* DOCUMENT
------------------------------------------------
We’re going to learn a couple new concepts while digging through this murders database: tidyr and joins. I’ve mentioned tidy data before briefly, and we’re going to get into it in this section.
Do you still have the murders data frame in the environment?
If not, run the command below:
source("import_murders.R")
Data can be messy but there’s an ideal structure for how to stack your data.
And that’s with
murders %>%
group_by(State, Year) %>%
summarize(cases=n(), solved=sum(Solved_value))
## # A tibble: 2,066 x 4
## # Groups: State [?]
## State Year cases solved
## <fct> <dbl> <int> <dbl>
## 1 Alaska 1976 47 37
## 2 Alaska 1977 47 32
## 3 Alaska 1978 50 44
## 4 Alaska 1979 51 35
## 5 Alaska 1980 47 37
## 6 Alaska 1981 69 62
## 7 Alaska 1982 75 47
## 8 Alaska 1983 74 63
## 9 Alaska 1984 52 45
## 10 Alaska 1985 50 36
## # ... with 2,056 more rows
This type of data structure is easy to mutate and manipulate
murders %>%
group_by(State, Year) %>%
summarize(cases=n(), solved=sum(Solved_value)) %>%
mutate(percent=solved/cases*100)
## # A tibble: 2,066 x 5
## # Groups: State [51]
## State Year cases solved percent
## <fct> <dbl> <int> <dbl> <dbl>
## 1 Alaska 1976 47 37 78.7
## 2 Alaska 1977 47 32 68.1
## 3 Alaska 1978 50 44 88
## 4 Alaska 1979 51 35 68.6
## 5 Alaska 1980 47 37 78.7
## 6 Alaska 1981 69 62 89.9
## 7 Alaska 1982 75 47 62.7
## 8 Alaska 1983 74 63 85.1
## 9 Alaska 1984 52 45 86.5
## 10 Alaska 1985 50 36 72
## # ... with 2,056 more rows
On the other hand, the data below is not tidy.
## # A tibble: 6,198 x 4
## # Groups: State [51]
## State Year type n
## <fct> <dbl> <chr> <dbl>
## 1 Alaska 1976 solved 37
## 2 Alaska 1976 percent 78.7
## 3 Alaska 1976 cases 47
## 4 Alaska 1977 solved 32
## 5 Alaska 1977 percent 68.1
## 6 Alaska 1977 cases 47
## 7 Alaska 1978 solved 44
## 8 Alaska 1978 percent 88
## 9 Alaska 1978 cases 50
## 10 Alaska 1979 solved 35
## # ... with 6,188 more rows
There are too many differing types– solved, percent, and cases should not be on the same column.
But sometimes you’ll get data from sources this way or your analysis will generate data like that.
Let’s take a look at the murders database again.
Look over the data frame and consider all the variables (columns) or dig through the data dictionary.
With the variables we have, what questions can we ask of it?
murders %>% group_by(VicRace_label) %>% count()
?With this data, we could figure out which metro areas are solving murders at a higher rate for particular races than others. Sort of like for Where Killings Go Unsolved from The Washington Post. The data we’re working with isn’t as specific as the Post’s. They can identify clusters of murders down the the specific location because they have latitude and longitude data. We have data that’s generalized to counties and metro areas.
------------------------------------------------
Location labeling records:
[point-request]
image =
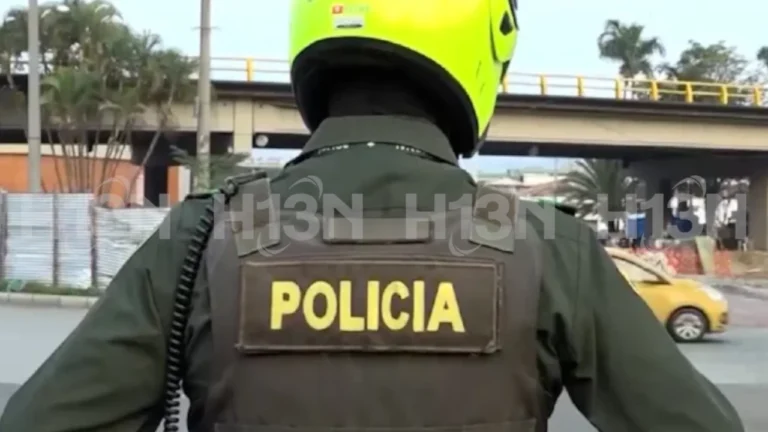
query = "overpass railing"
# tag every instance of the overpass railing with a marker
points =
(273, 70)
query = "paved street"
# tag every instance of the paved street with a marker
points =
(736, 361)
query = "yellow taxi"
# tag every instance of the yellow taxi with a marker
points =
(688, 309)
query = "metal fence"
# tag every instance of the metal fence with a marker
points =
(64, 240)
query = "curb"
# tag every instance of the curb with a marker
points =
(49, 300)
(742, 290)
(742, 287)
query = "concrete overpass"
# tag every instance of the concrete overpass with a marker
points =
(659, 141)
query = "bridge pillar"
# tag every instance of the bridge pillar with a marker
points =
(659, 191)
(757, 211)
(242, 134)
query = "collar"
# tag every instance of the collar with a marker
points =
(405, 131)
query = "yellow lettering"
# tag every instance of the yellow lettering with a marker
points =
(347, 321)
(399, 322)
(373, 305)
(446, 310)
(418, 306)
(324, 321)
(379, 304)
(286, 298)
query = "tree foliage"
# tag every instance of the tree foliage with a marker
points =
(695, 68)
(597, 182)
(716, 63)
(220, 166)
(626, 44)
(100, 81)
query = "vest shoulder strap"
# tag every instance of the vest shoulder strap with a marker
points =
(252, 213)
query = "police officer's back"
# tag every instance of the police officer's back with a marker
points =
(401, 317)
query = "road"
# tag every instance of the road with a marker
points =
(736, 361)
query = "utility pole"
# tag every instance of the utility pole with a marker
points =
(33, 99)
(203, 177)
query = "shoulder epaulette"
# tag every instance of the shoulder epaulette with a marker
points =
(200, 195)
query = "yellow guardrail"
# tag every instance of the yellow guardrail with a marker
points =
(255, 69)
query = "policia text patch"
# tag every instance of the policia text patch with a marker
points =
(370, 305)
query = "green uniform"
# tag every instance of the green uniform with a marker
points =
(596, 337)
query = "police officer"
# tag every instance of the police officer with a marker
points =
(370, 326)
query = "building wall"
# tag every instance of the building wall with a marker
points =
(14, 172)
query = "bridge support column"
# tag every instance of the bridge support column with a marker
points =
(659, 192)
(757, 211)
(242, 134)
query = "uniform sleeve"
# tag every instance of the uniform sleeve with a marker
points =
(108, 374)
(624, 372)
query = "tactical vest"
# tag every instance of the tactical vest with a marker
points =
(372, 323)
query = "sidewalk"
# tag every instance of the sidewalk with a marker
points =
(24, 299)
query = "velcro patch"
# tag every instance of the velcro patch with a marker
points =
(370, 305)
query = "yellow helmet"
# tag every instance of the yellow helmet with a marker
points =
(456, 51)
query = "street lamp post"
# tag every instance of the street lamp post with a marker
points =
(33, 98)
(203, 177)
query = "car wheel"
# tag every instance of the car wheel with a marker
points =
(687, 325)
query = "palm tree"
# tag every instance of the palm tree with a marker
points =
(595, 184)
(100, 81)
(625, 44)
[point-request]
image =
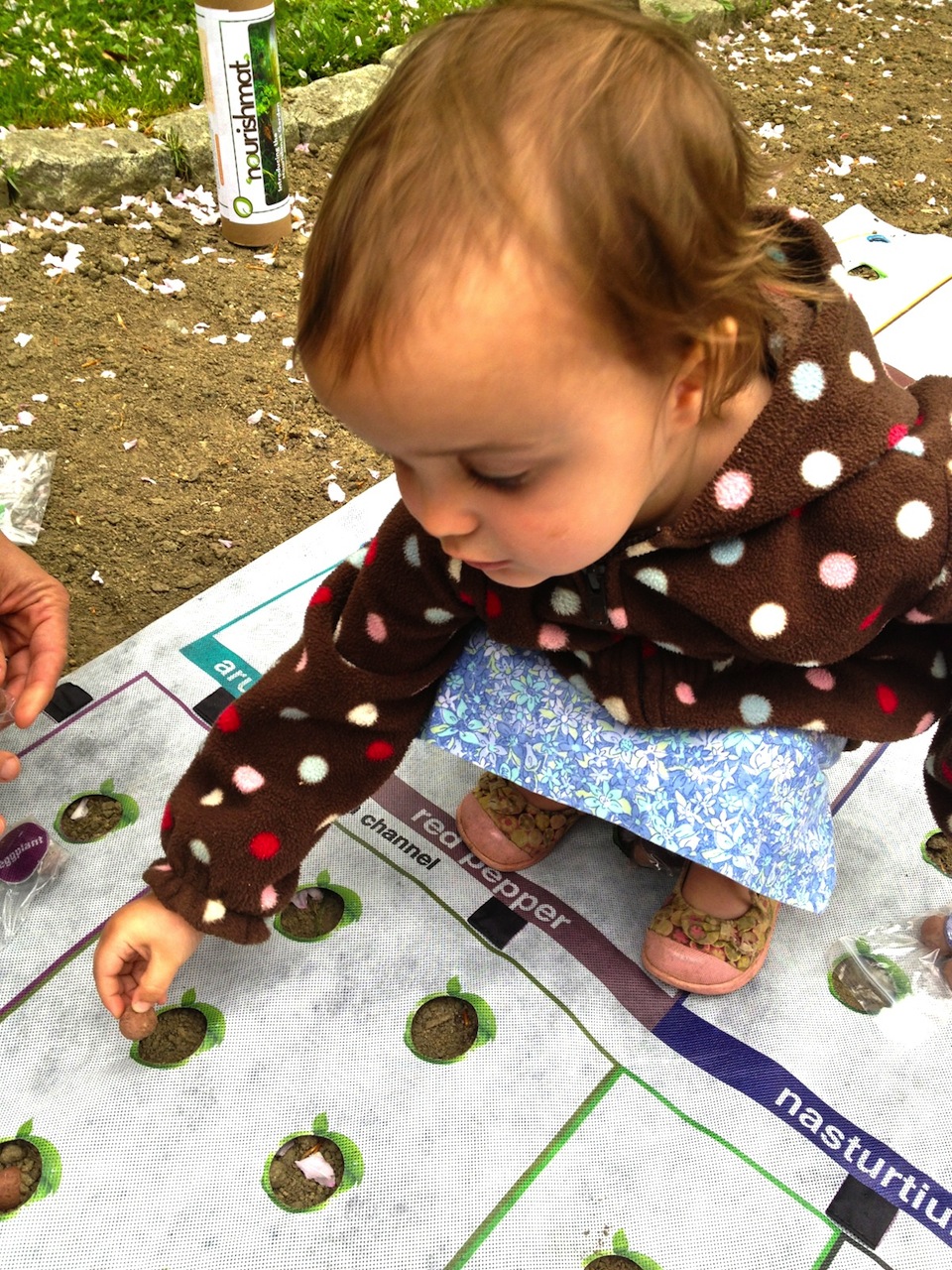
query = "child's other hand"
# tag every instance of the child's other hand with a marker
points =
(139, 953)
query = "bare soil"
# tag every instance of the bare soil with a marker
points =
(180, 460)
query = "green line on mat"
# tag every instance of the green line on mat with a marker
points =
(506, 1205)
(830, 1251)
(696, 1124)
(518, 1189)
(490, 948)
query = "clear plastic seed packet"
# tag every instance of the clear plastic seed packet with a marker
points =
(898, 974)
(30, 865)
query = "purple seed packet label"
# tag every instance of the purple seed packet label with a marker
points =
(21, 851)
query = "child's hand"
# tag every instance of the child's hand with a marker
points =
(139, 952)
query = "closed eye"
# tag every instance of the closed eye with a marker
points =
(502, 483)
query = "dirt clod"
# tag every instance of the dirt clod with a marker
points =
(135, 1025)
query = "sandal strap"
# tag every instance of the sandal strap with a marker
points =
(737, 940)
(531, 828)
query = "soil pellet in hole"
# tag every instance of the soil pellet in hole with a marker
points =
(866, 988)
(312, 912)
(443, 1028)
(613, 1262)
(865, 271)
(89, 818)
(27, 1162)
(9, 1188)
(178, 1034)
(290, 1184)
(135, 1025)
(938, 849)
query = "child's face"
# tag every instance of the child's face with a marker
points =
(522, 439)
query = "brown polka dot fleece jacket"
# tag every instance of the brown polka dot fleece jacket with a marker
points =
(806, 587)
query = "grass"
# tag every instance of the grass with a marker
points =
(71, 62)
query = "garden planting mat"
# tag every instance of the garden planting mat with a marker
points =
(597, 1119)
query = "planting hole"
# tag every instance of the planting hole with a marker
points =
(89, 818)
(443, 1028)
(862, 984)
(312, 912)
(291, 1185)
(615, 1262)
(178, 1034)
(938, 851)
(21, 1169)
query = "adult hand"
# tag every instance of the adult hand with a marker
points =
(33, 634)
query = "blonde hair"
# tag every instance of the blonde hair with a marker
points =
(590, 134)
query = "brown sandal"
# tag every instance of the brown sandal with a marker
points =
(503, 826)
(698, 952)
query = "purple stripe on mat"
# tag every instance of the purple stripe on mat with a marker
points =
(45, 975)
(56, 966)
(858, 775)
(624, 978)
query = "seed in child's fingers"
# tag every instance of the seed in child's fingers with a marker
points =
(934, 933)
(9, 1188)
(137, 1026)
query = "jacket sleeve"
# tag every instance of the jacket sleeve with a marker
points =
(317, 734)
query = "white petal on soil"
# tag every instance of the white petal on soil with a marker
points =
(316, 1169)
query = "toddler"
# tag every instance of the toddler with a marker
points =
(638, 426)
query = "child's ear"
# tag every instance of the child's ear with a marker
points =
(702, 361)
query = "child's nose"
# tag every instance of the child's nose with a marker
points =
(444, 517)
------------------------------------------------
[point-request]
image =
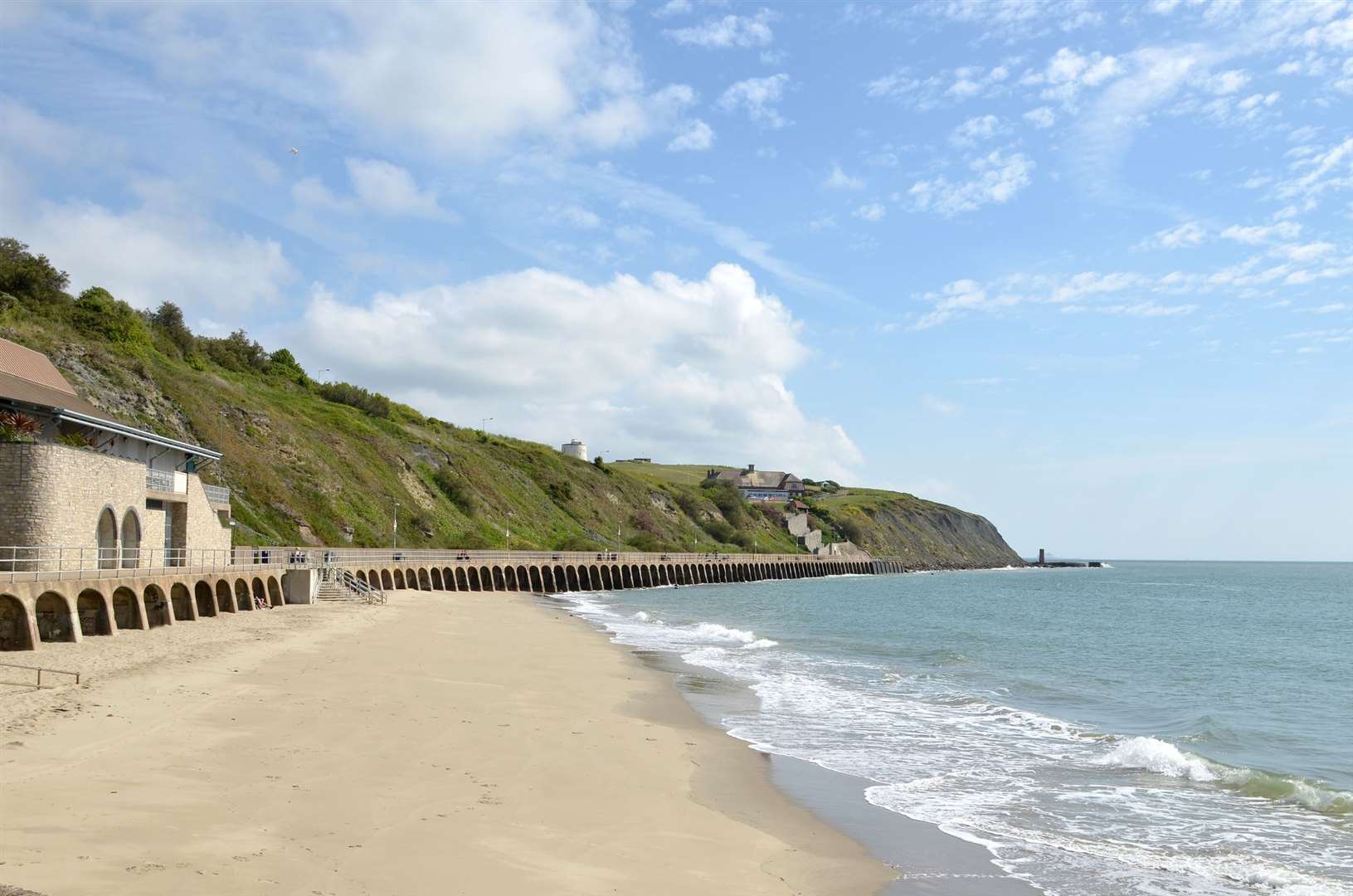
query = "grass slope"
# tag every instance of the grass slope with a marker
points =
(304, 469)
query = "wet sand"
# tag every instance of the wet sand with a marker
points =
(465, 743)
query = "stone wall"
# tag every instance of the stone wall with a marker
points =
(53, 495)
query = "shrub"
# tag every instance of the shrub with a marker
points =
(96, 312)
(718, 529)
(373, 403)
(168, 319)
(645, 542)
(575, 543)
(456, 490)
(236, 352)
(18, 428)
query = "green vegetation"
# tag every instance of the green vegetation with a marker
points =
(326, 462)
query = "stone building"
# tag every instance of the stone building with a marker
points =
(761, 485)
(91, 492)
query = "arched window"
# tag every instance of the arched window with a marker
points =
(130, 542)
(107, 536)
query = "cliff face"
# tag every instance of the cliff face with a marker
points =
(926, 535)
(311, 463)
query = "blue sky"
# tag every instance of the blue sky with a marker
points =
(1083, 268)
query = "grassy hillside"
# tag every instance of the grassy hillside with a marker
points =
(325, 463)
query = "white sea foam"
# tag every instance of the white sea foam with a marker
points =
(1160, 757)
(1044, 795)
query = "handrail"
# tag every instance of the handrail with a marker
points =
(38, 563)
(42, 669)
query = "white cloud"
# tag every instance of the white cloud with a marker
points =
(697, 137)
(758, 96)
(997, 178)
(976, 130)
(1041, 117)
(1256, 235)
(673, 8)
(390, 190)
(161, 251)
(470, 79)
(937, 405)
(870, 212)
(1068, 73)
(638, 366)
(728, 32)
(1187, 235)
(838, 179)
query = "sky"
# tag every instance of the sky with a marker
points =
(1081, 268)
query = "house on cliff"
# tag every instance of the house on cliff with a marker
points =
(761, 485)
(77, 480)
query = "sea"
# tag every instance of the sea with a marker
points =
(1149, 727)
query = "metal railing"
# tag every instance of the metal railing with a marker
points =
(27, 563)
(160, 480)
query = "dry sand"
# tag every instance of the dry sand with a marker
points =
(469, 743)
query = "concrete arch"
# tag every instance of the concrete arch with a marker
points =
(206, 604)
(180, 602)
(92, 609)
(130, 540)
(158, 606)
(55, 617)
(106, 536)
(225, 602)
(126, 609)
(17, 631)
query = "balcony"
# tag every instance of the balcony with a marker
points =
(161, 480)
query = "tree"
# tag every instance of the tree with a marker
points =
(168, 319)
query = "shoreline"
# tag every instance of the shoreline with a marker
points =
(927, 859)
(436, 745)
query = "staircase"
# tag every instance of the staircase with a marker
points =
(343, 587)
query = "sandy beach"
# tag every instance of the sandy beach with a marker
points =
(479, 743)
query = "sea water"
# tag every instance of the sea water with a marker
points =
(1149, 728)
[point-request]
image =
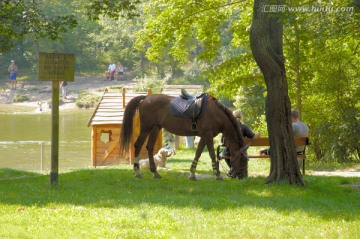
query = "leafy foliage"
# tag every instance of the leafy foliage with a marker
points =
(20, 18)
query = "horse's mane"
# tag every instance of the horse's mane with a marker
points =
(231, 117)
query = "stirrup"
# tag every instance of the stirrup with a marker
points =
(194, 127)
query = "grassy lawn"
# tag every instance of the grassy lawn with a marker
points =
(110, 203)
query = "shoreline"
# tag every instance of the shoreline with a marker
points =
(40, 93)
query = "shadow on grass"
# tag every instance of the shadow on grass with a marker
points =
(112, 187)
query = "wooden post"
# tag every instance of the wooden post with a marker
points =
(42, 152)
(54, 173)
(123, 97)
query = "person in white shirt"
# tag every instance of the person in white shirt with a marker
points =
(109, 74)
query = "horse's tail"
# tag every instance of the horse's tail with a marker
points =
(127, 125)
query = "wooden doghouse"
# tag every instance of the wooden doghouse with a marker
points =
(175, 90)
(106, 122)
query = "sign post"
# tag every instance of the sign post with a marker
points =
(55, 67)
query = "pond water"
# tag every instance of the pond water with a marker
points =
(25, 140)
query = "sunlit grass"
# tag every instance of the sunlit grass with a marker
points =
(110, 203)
------------------------------------------------
* WHAT THIS EXERCISE ASKS
(1) Retype the stretch of the tutorial on tidy data from "But sometimes you’ll" through "group_by(VicRace_label) %>% count()".
(2) In the tutorial on tidy data, name every column heading in the table that adds a percent column.
(3) Write what comes next in the tutorial on tidy data, picking up after its final sentence.
This material stands apart from the tutorial on tidy data and is not connected to it.

* PER-TASK ANSWERS
(1)
But sometimes you’ll get data from sources this way or your analysis will generate data like that.
Let’s take a look at the murders database again.
Look over the data frame and consider all the variables (columns) or dig through the data dictionary.
With the variables we have, what questions can we ask of it?
murders %>% group_by(VicRace_label) %>% count()

(2) State, Year, cases, solved, percent

(3)
But it’s still enough for us to get started to identify cities where it’s a problem because unsolved killings can perpetuate cycles of violence in low-arrest areas.
We’re going to use the DT package to help work through this data. It brings in the DataTables jquery plug-in that makes it easier to interact with tables in R.
Let’s start broadly by finding the percent breakdown of solving cases in each metro area over the past 10 years.
# If you don't have DT installed yet, uncomment the line below and run it
#install.packages("DT")
library(DT)
unsolved <- murders %>%
group_by(MSA_label, Solved_label) %>%
filter(Year>2008) %>%
summarize(cases=n())
datatable(unsolved)
Alright, so far, we’ve counted up the cases and the instances of them being solved or not.
Let’s use the mutate()
function to calculate percents.
murders %>%
group_by(MSA_label, Solved_label) %>%
filter(Year>2008) %>%
summarize(cases=n()) %>%
mutate(percent=cases/sum(cases)*100) %>%
datatable() # piping to the datatable function this time because it's more efficient
Getting closer, and though this data isn’t untidy, it’s not that easy to present.
What if your editor wanted to see which major metro areas ranked highest for percent of unsolved cases?
That’s easy for this data frame.
murders %>%
group_by(MSA_label, Solved_label) %>%
filter(Year>2008) %>%
summarize(cases=n()) %>%
filter(sum(cases)>10) %>%
mutate(percent=cases/sum(cases)*100) %>%
filter(Solved_label=="No") %>%
select(Metro=MSA_label, cases_unsolved=cases, percent_unsolved=percent) %>%
arrange(desc(percent_unsolved)) %>%
datatable()
Interesting.
Chicago is unsurprising but I was not expecting Salinas, California.
Let’s keep going.
What happens if we dis aggregate the data by seeing if clearance rates are different depending on the race of the victim in those metro areas.
Let’s start out by adding VicRace_label into the group_by()
code and figure out the percents.
murders %>%
group_by(MSA_label, VicRace_label, Solved_label) %>%
filter(Year>2008) %>%
summarize(cases=n()) %>%
mutate(percent=cases/sum(cases, na.rm=T)*100) %>%
datatable()
Once again, your editor doesn’t care about your tidy data.
Give them something they can sort quickly to find a story.
Let’s clean it up like with the other data frame on metro areas.
# Also, we're going to round the percents with the round() function
race <- murders %>%
group_by(MSA_label, VicRace_label, Solved_label) %>%
filter(Year>2008) %>%
summarize(cases=n()) %>%
mutate(percent=cases/sum(cases)*100) %>%
mutate(percent=round(percent, digits=2)) %>%
filter(Solved_label=="No") %>%
select(Metro=MSA_label, VicRace_label, cases_unsolved=cases, percent_unsolved=percent) %>%
arrange(desc(percent_unsolved))
datatable(race)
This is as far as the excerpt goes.